**What is expected**
Return the entries below verbatim, omitting the pictures from your answer.

**Source material**
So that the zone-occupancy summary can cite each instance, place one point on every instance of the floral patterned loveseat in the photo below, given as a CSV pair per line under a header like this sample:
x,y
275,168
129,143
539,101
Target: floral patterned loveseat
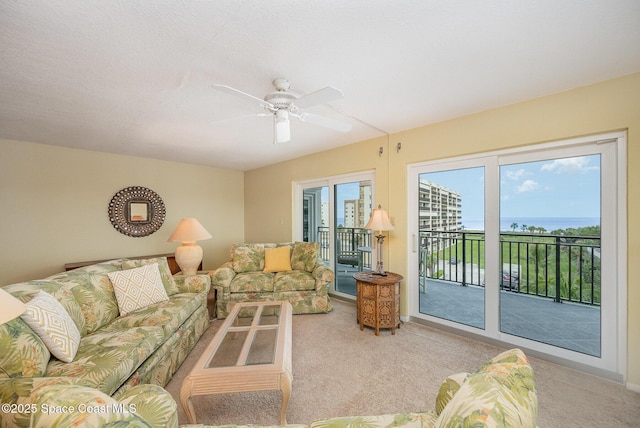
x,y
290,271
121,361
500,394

**Output of the task**
So that the zone-occupancy summary can cite each instance, place one point on every instance of the floral patterned loveseat in the photo below, given as a CSV pair per line under a header like this sample:
x,y
275,168
129,143
539,101
Target: floral patterned loveseat
x,y
290,271
121,361
500,394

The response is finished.